WRITTEN REQUEST:
Below are the entries; output exactly the lines from the one containing "Practice step: put a point on each instance of the ornamental" through the final line, inclusive.

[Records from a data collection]
--------------------------------
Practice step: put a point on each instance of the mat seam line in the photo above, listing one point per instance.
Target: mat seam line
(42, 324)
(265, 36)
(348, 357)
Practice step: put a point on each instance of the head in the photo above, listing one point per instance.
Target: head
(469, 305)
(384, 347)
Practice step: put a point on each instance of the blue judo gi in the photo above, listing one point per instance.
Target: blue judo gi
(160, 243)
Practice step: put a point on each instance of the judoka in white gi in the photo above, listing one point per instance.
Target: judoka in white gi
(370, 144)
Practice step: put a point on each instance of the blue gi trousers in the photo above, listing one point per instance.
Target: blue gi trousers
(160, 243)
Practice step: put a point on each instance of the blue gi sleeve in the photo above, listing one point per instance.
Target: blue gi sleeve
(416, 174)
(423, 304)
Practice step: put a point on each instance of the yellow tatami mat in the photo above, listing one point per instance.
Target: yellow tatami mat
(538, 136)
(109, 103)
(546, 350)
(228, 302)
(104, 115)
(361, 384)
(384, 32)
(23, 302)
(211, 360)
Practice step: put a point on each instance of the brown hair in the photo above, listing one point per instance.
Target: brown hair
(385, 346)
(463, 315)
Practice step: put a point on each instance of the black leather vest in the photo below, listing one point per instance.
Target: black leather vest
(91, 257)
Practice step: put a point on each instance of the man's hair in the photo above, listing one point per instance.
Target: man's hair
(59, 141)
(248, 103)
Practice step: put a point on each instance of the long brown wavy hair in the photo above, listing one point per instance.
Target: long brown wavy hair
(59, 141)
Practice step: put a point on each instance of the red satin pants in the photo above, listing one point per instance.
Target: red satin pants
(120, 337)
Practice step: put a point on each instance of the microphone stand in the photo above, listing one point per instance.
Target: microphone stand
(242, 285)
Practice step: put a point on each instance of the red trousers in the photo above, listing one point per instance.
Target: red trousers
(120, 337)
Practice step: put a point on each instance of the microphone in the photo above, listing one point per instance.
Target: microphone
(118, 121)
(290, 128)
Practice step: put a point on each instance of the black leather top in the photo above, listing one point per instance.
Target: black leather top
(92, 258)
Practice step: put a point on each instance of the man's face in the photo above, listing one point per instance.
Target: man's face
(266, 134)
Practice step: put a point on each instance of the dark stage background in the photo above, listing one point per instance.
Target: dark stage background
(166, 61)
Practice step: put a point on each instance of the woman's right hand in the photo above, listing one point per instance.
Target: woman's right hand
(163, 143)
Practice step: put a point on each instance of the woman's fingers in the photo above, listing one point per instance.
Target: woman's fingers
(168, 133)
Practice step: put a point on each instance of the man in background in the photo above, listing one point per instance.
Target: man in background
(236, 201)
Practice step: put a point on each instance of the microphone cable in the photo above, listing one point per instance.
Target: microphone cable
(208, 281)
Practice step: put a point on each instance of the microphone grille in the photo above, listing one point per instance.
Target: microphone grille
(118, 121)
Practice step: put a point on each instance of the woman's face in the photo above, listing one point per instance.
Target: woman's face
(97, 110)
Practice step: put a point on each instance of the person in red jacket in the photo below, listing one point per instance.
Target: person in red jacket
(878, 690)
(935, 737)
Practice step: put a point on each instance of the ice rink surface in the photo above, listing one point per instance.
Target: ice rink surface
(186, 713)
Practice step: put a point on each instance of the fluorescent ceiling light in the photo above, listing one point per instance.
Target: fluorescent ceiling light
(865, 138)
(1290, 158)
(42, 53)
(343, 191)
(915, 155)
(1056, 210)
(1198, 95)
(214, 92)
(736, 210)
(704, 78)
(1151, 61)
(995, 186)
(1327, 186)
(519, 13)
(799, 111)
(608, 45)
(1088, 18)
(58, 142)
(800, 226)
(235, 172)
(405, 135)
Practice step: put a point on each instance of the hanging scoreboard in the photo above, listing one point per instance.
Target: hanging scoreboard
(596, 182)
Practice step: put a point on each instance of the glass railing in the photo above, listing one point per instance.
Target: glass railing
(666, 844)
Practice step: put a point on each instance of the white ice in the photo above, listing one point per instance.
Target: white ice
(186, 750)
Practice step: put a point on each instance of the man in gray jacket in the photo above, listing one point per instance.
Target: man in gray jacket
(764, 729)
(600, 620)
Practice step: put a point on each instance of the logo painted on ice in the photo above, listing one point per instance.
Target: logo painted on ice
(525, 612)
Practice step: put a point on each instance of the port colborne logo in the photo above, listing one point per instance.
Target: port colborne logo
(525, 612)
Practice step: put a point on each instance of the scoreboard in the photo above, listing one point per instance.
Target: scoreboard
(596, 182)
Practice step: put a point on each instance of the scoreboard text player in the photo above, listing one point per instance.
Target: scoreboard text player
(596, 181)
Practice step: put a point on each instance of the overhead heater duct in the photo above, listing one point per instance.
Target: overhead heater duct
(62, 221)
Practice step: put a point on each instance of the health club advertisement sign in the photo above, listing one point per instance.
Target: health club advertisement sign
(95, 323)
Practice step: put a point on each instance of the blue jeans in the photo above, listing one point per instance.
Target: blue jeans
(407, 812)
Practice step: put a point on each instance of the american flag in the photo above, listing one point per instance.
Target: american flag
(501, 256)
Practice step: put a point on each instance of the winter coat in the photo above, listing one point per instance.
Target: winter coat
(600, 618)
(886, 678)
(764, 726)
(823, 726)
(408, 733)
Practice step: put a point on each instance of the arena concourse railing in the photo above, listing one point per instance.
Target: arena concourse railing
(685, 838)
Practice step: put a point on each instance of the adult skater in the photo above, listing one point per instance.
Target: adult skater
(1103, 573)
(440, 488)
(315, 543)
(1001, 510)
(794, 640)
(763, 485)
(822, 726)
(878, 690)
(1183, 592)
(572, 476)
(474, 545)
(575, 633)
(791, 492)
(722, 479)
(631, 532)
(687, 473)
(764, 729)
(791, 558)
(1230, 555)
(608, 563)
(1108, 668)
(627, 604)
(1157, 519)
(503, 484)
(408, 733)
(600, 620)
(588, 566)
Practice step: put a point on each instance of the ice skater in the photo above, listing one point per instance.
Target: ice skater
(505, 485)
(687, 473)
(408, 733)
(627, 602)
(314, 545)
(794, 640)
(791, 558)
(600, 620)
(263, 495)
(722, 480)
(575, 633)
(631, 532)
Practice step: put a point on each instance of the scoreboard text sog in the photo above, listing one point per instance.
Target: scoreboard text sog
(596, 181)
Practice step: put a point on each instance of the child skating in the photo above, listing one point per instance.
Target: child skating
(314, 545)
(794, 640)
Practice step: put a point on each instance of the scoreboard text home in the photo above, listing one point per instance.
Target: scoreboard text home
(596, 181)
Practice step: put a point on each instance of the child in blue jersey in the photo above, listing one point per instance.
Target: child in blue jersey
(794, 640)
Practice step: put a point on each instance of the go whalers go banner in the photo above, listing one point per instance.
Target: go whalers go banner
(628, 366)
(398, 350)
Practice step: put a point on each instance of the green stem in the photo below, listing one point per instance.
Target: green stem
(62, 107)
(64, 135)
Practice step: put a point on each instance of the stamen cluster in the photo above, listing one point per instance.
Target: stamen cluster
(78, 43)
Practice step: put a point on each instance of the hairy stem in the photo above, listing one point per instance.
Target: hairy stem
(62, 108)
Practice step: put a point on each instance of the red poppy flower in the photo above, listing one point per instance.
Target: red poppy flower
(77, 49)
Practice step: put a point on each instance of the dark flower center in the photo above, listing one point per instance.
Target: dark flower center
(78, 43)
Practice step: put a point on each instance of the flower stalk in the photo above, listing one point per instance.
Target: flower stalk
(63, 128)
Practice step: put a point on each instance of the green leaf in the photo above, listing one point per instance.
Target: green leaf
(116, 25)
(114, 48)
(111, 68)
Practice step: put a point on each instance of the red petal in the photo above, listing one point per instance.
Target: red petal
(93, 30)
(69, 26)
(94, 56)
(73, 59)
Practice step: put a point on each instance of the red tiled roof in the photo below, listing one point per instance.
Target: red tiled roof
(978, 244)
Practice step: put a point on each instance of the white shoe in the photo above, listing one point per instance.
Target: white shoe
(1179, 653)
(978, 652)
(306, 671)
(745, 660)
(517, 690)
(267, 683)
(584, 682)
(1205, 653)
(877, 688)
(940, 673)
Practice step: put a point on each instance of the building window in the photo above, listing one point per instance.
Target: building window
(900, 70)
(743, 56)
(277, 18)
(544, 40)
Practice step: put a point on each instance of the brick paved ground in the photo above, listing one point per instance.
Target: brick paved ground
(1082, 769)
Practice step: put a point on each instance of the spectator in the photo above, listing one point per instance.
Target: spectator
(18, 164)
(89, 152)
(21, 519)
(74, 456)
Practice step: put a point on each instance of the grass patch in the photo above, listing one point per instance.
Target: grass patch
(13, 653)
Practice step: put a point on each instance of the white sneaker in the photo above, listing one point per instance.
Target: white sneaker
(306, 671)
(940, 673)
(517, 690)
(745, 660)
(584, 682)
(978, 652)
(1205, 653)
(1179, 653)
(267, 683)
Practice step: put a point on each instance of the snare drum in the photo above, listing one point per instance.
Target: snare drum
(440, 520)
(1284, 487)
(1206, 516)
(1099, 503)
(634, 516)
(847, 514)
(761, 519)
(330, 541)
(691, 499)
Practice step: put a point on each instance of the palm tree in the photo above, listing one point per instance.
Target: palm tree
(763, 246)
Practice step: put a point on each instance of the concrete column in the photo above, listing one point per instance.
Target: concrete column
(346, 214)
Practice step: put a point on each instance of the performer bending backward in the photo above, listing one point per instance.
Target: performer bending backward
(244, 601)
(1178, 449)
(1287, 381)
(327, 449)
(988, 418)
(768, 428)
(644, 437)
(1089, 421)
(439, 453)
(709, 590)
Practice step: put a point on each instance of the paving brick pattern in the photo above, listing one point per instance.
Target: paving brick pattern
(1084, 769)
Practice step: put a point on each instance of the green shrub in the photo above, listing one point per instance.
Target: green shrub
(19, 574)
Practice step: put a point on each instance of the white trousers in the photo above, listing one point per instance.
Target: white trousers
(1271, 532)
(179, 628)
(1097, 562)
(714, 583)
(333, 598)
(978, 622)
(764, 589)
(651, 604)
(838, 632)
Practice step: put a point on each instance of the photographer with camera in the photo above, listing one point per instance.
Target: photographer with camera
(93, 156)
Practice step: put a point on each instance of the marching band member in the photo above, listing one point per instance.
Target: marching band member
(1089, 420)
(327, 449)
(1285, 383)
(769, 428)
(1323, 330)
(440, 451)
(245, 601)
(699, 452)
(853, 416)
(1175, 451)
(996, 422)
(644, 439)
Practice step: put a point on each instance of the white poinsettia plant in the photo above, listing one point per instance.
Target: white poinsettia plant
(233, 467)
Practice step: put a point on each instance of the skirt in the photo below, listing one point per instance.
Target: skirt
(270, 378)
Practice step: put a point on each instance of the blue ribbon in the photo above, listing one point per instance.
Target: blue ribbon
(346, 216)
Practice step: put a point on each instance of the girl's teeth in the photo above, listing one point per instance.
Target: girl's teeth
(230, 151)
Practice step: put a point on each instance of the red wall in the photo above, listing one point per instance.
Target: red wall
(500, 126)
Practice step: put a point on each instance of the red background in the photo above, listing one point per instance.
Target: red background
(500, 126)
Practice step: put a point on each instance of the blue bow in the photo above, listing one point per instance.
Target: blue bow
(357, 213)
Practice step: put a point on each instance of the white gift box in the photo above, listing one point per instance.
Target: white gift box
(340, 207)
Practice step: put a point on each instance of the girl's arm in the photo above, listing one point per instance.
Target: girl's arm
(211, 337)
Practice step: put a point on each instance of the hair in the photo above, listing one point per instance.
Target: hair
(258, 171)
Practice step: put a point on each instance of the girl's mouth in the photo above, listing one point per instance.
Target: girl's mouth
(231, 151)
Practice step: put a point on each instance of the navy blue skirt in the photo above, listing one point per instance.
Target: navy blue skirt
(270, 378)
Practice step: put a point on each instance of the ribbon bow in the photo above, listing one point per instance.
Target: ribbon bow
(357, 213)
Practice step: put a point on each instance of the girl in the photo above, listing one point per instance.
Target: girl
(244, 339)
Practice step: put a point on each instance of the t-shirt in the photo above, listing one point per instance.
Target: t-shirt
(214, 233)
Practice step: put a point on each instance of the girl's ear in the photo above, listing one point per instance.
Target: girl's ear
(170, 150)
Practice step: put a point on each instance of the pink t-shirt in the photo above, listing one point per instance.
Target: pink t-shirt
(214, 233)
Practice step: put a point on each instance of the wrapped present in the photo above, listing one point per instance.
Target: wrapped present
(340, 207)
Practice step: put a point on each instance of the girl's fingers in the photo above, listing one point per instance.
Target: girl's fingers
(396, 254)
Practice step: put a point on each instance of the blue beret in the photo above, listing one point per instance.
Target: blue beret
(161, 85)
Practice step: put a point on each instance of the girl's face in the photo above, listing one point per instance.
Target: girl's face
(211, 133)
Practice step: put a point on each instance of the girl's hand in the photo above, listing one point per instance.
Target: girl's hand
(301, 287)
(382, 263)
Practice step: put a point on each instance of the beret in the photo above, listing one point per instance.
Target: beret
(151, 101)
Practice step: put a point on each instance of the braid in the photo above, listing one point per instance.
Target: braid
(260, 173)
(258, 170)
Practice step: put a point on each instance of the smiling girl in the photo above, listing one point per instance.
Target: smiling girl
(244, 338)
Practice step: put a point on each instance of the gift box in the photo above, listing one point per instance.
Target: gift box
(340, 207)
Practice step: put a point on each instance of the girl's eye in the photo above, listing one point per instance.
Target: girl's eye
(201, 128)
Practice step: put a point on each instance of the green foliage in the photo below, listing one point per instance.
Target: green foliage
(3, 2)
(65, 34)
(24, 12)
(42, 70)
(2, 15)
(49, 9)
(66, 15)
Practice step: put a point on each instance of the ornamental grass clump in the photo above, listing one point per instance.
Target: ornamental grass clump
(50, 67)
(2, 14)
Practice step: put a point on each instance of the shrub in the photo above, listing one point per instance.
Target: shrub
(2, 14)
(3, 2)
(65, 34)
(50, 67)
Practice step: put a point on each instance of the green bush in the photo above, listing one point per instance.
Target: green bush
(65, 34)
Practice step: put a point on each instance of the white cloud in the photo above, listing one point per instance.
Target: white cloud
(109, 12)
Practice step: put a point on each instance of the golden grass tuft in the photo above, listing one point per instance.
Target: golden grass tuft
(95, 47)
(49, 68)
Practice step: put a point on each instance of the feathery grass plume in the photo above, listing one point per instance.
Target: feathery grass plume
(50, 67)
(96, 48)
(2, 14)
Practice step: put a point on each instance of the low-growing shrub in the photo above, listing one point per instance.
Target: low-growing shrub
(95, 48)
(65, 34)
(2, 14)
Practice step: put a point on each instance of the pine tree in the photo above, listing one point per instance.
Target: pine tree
--------------------------------
OUTPUT FOR THIS EXERCISE:
Practice step: put a point on each instance of the ornamental grass clump in the photo above, listing one point per instance.
Target: ornamental grass clump
(50, 67)
(2, 14)
Practice step: put a point on each instance of the shrub in the photo above, listing one point per instance.
Target: shrub
(2, 14)
(3, 2)
(65, 34)
(50, 67)
Practice step: put a point on each instance of the green bush in the photo above, listing one point per instance.
Target: green bush
(65, 34)
Practice step: put a point on each instance of the white cloud in the photo above, listing one point per instance.
Target: white cloud
(109, 12)
Practice step: put a point on each instance of the golden grass tuft in the photo above, listing one point per instance.
Target: golden grass tuft
(95, 47)
(49, 68)
Practice step: put a point on each instance of the feathery grass plume in the photo above, listing one point per instance.
Target: feathery grass plume
(50, 67)
(96, 48)
(2, 14)
Practice step: put a point on each instance of the low-growing shrub in the photo above, listing one point per instance.
Target: low-growing shrub
(95, 48)
(65, 34)
(2, 14)
Practice step: put a point on each instance of the pine tree in the photo above, listing one point per instance.
Target: pine tree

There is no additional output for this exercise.